[Brief] Output, word for word, every line from the line with "Reviewer note: check that every instance of the yellow floor" through the final line of the data below.

━━ Entries shown

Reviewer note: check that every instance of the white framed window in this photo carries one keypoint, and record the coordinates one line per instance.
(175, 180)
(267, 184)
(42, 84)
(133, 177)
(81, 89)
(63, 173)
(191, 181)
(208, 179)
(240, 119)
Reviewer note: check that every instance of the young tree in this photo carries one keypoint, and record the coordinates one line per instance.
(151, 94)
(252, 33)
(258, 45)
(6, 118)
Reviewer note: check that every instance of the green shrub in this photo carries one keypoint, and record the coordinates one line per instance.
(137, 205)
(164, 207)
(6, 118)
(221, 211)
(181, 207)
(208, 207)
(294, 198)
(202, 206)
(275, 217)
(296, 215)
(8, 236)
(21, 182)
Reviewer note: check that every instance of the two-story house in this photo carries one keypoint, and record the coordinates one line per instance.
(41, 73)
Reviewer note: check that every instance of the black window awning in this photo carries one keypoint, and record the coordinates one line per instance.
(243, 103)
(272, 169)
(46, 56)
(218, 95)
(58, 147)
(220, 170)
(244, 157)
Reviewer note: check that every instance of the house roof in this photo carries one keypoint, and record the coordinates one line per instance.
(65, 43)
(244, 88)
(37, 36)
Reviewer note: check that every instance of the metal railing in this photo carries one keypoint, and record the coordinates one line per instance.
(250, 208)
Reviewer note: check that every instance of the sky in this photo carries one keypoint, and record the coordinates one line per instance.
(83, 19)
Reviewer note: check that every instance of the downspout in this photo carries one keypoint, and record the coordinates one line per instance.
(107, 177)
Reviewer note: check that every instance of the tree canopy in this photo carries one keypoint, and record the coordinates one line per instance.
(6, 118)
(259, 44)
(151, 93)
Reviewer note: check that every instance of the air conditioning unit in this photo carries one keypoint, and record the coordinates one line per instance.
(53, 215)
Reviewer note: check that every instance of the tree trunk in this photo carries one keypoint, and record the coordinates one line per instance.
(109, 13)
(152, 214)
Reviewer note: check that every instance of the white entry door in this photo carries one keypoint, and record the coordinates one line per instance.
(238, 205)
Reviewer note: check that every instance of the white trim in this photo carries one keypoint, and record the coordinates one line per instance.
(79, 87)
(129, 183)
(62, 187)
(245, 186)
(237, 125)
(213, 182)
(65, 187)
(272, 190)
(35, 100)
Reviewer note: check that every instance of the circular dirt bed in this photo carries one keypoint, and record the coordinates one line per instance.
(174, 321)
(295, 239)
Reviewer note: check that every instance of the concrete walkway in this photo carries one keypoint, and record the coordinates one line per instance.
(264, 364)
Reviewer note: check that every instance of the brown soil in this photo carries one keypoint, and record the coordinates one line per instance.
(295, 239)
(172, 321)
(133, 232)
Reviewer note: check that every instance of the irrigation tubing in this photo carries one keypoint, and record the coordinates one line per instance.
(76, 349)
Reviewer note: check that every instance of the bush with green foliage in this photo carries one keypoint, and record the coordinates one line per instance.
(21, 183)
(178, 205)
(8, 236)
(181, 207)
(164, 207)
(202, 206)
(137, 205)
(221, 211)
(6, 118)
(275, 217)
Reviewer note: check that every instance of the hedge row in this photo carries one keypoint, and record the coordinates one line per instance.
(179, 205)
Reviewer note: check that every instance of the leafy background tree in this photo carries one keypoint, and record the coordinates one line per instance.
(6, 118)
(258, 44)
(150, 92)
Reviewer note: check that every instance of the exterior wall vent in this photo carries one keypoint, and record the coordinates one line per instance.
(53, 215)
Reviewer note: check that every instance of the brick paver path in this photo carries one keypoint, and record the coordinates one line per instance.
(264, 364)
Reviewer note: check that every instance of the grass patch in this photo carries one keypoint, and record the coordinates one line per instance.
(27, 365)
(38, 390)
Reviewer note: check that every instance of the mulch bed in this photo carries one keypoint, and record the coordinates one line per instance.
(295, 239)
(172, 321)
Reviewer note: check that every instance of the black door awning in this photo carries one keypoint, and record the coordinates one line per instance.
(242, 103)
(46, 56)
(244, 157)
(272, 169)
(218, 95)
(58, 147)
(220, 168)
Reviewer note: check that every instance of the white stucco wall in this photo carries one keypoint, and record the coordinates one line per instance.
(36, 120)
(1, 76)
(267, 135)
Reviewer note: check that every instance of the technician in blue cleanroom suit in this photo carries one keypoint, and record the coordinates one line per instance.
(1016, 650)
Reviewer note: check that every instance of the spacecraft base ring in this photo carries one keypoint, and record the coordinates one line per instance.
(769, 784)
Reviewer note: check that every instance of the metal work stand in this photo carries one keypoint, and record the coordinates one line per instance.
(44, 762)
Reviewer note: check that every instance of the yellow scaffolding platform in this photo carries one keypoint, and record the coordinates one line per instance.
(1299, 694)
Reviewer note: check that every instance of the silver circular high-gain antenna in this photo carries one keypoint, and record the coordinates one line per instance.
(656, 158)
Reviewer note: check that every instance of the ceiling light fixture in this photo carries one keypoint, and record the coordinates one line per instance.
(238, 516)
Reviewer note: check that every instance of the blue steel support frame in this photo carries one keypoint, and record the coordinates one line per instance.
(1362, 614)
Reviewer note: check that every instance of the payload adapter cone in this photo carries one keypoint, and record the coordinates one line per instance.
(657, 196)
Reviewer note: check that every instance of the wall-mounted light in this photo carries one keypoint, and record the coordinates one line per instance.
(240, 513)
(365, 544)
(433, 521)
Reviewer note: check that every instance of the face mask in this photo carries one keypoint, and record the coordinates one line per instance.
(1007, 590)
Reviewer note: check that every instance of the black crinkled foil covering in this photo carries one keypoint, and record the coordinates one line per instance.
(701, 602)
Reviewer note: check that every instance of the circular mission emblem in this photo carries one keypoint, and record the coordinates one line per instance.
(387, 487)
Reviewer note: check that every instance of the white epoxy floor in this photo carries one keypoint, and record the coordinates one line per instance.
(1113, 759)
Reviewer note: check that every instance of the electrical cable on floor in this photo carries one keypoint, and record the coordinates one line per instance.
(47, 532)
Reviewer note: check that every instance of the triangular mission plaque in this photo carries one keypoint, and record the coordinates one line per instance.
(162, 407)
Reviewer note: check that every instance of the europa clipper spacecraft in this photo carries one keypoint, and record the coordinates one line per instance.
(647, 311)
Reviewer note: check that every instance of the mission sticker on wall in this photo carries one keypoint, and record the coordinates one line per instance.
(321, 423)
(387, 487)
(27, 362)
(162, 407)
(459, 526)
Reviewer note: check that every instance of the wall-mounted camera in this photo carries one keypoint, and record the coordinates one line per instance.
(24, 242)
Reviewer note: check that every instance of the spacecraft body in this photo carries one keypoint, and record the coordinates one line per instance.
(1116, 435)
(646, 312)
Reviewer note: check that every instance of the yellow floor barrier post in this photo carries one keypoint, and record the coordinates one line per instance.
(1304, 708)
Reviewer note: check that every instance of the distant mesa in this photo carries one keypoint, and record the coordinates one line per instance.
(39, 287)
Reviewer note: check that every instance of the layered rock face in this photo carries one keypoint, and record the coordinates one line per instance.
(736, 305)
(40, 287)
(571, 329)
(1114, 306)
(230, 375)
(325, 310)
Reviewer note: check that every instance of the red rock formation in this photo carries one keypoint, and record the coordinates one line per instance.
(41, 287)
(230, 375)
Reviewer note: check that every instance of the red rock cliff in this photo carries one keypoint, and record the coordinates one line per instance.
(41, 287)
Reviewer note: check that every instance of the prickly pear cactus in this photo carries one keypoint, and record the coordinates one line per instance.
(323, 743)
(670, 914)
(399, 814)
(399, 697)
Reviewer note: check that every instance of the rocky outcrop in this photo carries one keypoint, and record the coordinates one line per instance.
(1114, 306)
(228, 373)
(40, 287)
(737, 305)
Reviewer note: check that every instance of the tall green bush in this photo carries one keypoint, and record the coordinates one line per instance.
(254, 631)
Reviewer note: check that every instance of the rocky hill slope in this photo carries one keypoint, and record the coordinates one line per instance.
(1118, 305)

━━━━

[Written reply]
Reviewer note: check that every instance of the yellow floor barrier post in this photo carries one keypoint, and record the coordinates one line per instance.
(1304, 708)
Reviewer note: check that every instance of the distant mesa in this photo carries one keypoint, and record the coordinates one line per instance.
(39, 287)
Reviewer note: check that every instance of the layered rock face in this photo carries one keypoint, and record the coordinates one line per instance.
(736, 305)
(40, 287)
(571, 329)
(1114, 306)
(230, 375)
(325, 310)
Reviewer note: check that every instance of the red rock formation in this photo carries one keypoint, and record the coordinates one line per instance.
(41, 287)
(230, 375)
Reviewer note: check that every instance of the red rock cliff in this photo carries one keypoint, and record the coordinates one line per instance.
(41, 287)
Reviewer note: check that every instance of the prickly pear cactus in this photo carries one keypoint, and record the coordinates one line per instance.
(323, 743)
(670, 914)
(399, 814)
(399, 697)
Reviewer note: check that every instance of the rocky outcrop in this photo carries one keypoint, and record the coordinates one line per instance.
(1114, 306)
(228, 373)
(40, 287)
(737, 305)
Reviewer note: check that every instance of the tall green bush in this photo carries one keypoint, and record the coordinates one line per instance.
(254, 631)
Reviewer note: check that every instance of the rocky hill slope in this photo carries one keypoint, and record the coordinates one line per instance.
(1118, 305)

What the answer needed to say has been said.